Objective: Keep only the lines of the records below that contain the string "persian", and copy each one out. The match is case-sensitive.
━━━━━ Rows ━━━━━
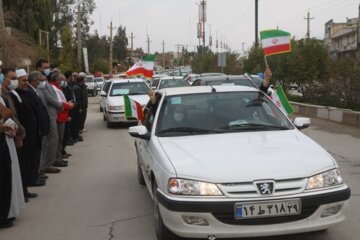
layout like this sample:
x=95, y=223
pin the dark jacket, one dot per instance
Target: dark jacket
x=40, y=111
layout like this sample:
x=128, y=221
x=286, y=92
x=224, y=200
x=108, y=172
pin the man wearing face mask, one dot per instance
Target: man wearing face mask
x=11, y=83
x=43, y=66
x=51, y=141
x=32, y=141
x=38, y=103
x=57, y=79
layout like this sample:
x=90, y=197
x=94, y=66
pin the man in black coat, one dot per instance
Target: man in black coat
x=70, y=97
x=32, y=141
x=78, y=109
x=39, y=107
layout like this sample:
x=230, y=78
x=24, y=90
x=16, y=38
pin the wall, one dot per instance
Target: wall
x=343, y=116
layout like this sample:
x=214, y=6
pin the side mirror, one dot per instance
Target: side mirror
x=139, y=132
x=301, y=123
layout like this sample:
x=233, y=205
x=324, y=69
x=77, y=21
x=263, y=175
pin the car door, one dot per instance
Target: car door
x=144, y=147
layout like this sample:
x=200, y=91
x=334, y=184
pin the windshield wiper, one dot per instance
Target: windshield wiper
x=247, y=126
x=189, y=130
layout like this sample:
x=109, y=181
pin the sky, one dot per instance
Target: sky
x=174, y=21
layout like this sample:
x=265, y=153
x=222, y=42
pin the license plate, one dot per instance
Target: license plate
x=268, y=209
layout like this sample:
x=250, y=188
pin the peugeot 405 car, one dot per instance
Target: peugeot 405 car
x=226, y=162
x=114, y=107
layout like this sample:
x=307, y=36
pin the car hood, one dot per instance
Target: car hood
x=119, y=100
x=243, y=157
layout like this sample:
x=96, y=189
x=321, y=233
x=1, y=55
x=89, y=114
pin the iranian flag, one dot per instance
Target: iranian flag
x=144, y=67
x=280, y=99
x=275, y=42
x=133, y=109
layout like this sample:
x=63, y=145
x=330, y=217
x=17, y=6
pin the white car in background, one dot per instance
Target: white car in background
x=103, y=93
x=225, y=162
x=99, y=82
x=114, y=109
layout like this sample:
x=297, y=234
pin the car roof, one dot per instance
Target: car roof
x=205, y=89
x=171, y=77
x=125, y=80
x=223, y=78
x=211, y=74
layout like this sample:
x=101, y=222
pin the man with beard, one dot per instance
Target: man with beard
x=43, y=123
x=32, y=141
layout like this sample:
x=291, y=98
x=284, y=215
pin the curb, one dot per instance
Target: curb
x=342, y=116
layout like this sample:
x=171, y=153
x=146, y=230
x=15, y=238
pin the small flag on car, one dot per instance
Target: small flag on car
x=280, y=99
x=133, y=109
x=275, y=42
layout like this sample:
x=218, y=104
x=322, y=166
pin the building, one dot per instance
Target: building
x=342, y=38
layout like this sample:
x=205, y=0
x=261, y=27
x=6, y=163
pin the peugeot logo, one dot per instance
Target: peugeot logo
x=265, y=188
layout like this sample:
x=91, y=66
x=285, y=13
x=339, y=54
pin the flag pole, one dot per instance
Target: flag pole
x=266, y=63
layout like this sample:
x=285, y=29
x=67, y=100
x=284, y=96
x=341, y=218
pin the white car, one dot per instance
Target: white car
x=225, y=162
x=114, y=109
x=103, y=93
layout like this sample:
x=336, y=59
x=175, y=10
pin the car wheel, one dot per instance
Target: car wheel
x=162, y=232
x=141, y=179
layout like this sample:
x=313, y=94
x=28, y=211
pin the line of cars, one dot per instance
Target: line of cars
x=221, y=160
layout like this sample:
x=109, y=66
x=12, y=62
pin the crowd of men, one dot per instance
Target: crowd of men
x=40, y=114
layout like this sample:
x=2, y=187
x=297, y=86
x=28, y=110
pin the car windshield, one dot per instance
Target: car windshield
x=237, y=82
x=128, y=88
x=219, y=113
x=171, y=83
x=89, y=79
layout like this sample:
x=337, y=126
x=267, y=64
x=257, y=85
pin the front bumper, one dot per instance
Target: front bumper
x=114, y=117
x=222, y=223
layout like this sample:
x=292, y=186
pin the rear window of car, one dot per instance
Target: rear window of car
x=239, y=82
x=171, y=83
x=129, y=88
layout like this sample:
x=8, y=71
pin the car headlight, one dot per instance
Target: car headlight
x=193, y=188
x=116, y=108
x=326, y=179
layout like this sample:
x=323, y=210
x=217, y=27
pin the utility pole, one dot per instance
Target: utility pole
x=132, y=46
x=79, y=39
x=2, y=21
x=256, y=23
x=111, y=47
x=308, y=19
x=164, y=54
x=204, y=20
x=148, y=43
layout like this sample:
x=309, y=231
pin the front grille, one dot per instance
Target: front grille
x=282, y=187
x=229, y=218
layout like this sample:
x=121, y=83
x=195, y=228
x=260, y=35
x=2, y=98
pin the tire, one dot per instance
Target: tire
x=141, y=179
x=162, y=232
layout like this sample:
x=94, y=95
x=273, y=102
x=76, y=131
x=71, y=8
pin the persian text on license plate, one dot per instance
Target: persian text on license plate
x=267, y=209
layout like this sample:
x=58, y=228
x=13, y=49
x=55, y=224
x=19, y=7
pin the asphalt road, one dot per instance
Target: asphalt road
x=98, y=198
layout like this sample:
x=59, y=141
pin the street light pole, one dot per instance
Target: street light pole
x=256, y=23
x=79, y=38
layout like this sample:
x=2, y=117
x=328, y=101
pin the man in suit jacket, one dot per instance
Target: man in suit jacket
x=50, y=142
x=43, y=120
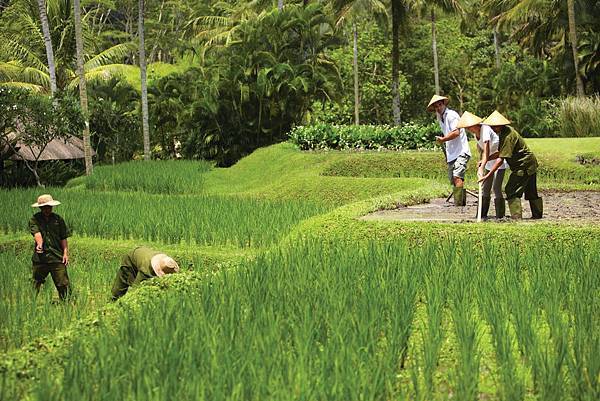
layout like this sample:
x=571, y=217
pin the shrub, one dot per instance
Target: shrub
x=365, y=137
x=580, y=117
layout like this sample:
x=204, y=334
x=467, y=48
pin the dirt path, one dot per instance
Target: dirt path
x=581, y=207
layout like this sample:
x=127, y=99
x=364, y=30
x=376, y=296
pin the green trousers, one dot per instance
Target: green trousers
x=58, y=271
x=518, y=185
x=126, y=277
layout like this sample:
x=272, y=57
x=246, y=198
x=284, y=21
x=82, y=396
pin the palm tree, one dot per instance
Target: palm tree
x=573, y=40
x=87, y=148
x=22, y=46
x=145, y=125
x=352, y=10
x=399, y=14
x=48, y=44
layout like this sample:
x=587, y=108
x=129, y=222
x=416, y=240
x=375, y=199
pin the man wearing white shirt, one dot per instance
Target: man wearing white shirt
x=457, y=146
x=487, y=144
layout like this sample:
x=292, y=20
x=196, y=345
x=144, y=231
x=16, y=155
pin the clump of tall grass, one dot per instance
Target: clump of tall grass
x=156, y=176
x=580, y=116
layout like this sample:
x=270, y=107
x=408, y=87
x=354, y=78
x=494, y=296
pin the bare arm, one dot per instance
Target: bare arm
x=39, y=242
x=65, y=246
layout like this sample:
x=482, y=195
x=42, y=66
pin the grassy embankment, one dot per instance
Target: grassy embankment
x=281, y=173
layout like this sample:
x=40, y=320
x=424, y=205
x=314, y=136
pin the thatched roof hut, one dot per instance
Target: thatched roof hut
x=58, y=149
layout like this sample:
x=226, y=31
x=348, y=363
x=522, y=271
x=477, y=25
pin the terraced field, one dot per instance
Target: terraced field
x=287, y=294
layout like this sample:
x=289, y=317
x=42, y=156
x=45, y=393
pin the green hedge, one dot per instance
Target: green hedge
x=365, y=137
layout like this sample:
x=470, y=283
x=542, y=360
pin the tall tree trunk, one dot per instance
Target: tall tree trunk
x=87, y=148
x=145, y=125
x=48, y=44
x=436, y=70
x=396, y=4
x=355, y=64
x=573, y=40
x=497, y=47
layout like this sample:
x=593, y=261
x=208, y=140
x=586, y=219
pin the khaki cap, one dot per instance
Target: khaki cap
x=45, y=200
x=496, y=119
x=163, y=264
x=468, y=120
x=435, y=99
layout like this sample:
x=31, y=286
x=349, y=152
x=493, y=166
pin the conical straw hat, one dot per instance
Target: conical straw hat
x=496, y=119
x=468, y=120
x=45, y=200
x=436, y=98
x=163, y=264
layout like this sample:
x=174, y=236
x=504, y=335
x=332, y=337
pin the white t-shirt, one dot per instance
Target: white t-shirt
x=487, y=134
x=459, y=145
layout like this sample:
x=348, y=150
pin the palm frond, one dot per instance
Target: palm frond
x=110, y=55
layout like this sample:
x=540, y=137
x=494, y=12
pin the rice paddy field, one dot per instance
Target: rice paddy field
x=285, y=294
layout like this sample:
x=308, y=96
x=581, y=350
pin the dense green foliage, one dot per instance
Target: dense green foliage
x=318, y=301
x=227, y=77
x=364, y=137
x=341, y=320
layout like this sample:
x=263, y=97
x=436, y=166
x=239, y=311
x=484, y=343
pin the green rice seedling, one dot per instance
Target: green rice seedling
━━━━━
Solution to this task:
pin the persian text on license plate, one dot per instance
Target: persian text on license plate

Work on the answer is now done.